(Named-object pointing records)
====================

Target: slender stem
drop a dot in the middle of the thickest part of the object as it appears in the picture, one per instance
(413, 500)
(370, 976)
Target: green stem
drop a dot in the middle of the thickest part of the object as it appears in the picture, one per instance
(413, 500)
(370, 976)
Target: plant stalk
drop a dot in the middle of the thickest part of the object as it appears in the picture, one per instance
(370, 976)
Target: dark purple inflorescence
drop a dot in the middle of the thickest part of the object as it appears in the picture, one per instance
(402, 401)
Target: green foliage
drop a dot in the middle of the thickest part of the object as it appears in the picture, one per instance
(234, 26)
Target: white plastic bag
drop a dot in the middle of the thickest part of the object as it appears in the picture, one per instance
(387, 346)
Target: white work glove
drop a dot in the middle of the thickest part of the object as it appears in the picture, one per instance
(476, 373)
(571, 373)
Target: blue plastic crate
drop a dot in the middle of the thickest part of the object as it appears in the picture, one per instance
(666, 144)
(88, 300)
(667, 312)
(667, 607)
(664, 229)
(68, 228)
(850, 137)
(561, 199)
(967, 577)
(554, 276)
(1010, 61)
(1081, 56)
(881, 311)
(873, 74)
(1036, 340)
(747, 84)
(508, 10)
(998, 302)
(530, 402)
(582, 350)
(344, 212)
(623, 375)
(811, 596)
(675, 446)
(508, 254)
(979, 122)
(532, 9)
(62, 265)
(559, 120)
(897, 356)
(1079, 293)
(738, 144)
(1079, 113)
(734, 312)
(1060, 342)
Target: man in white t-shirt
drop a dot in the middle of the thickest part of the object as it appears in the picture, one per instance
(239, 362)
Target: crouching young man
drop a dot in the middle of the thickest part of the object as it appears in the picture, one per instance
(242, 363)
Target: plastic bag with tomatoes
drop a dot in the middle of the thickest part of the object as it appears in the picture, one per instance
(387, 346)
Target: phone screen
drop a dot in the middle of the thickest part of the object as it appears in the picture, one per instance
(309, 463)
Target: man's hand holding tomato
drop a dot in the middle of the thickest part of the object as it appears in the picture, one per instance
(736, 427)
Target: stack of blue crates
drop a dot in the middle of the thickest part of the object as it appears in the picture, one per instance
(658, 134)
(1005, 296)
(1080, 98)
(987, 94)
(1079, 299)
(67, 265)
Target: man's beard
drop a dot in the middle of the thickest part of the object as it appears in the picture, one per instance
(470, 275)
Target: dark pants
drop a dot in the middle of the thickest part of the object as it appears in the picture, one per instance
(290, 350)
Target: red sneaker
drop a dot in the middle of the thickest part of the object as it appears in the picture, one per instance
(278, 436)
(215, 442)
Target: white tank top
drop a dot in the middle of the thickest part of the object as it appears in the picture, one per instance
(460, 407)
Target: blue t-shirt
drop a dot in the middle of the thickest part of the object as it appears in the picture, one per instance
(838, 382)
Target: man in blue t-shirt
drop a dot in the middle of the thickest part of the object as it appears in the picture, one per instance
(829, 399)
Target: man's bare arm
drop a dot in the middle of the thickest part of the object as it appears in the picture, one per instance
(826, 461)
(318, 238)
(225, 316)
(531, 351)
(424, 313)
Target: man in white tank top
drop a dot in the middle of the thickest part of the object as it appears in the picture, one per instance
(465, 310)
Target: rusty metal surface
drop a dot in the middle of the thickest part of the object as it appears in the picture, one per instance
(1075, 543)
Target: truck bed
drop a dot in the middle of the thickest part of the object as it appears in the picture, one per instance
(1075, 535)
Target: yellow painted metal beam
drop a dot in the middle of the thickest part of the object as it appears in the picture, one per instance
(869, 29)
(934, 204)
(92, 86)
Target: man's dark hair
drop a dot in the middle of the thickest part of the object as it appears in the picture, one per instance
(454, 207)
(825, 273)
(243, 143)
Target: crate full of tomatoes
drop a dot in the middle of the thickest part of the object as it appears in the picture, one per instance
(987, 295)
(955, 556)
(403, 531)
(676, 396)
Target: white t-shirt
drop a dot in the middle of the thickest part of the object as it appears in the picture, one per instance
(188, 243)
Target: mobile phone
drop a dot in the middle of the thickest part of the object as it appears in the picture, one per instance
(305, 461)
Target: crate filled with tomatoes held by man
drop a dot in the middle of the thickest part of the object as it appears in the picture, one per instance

====================

WRITTEN INSTRUCTION:
Return the lines from the line containing "Target: crate full of tomatoes" to the end of the entries above, exactly as they appear and with no other output.

THE RESPONSE:
Target: crate full of tomatoes
drop a dot in the middle of the thickest part of the object as it appears in the picture, one per instance
(987, 295)
(955, 556)
(403, 531)
(676, 396)
Target: white t-shirt
drop a dot in the middle of the thickest part of the object as it appears in the picture, one per instance
(188, 243)
Target: mobile phone
drop a dot in the middle of the thickest part of the object as it appears in the picture, one per instance
(305, 461)
Target: crate filled with tomatoes held by man
drop a dot in the middle of the thickest part of the object as it appears in the picture, one per instance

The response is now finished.